» Work task:
Only one stretch of the records below should be repeated. It starts with the line containing "[point] every instance of the neon" and goes on through the line containing "[point] every instance of the metal", exactly as written.

(Data extracted from a collection)
——————

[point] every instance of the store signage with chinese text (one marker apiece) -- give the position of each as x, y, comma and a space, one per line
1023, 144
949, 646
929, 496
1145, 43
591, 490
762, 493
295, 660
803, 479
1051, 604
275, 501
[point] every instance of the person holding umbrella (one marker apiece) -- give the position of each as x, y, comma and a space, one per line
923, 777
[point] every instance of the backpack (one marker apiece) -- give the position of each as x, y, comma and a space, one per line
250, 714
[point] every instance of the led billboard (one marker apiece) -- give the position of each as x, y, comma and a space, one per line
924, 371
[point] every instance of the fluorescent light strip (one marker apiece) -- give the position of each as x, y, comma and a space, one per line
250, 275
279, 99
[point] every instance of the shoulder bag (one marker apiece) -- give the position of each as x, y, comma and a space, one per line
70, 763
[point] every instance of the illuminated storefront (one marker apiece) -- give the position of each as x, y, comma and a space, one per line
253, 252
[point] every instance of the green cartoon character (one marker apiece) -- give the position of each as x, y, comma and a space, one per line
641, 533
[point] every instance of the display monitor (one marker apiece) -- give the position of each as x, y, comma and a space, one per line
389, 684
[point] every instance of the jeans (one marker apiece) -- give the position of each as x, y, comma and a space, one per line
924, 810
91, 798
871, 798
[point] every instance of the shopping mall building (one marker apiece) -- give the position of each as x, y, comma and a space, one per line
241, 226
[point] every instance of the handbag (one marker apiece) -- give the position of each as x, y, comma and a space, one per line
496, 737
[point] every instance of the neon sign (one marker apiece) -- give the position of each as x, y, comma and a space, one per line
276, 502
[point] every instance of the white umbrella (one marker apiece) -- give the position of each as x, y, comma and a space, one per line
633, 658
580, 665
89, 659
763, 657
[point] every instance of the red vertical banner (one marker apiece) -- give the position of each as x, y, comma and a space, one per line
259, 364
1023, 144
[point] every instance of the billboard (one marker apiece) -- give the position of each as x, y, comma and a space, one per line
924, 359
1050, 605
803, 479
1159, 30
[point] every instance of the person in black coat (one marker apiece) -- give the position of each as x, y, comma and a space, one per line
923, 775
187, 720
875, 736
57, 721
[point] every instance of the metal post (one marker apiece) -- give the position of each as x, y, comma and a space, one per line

——————

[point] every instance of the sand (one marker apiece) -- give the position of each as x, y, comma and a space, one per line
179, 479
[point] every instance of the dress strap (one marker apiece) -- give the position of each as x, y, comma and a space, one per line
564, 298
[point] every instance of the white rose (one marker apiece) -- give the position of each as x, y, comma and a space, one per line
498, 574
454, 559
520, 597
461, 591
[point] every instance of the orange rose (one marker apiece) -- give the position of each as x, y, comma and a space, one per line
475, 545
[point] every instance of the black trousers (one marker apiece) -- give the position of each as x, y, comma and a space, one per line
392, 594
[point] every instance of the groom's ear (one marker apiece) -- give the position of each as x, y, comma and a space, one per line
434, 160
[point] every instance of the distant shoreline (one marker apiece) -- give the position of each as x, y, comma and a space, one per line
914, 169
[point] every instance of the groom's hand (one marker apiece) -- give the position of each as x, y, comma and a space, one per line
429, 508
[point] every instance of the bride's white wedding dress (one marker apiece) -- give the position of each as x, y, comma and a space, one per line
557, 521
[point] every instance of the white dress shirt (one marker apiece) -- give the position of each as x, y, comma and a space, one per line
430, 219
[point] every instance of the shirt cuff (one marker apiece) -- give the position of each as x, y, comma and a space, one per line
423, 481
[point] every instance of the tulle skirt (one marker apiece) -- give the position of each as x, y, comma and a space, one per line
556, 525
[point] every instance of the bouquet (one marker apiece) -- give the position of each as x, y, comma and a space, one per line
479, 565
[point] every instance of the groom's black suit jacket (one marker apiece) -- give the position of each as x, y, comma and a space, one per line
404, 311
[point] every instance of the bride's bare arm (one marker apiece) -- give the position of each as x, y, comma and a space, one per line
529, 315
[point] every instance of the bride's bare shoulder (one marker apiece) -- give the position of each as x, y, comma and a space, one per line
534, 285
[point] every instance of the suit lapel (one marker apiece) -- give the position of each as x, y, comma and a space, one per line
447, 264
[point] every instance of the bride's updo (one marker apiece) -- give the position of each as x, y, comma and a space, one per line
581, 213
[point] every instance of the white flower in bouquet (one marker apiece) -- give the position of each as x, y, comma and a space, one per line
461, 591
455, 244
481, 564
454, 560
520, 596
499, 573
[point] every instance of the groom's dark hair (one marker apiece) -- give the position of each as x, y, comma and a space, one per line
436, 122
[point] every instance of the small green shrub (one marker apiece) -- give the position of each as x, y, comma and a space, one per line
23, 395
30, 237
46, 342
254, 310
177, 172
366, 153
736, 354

——————

» Task output:
[point] every instance of the neon sign (one marker apiece) -- give the position of each as x, y, comma and a space, one per line
276, 502
[point] every instance of the white umbrella (one marker apiece) -- give the position of each as x, y, comma and a space, one per line
633, 658
580, 665
89, 659
763, 657
[point] every instance of the red vertical banner (one marker apiece) -- give the position of each as x, y, comma and a space, one per line
259, 364
1023, 144
[point] every instance of the billboard (one marker apiece) -- give the position of each as x, y, comma and a space, one per line
924, 359
1050, 605
803, 479
1159, 30
[point] every instance of the person in black coat (one marker apiece) -- give the position of each as x, y, comma and a space, one per line
923, 775
187, 720
875, 736
57, 721
[point] every instance of the metal post (one marker apiece) -- give the position of each as x, y, comma and a space, one per line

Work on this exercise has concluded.